▶ **WHAT TO WORK ON**: Give the lines from the one containing "Exercise. Mark the wooden" through the end of the stored entries as a Markdown table with the columns No. and Line, leaving out blank lines.

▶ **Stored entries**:
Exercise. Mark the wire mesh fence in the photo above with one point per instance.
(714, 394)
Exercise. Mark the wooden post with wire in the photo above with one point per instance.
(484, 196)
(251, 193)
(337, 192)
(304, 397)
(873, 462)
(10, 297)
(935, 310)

▶ **OUTPUT OF THE TASK**:
| No. | Line |
|---|---|
| 1 | Exercise. Mark the wooden post with wire in the photo above with one point per instance. |
| 2 | (484, 196) |
| 3 | (251, 193) |
| 4 | (337, 192) |
| 5 | (304, 397) |
| 6 | (873, 462) |
| 7 | (10, 297) |
| 8 | (935, 310) |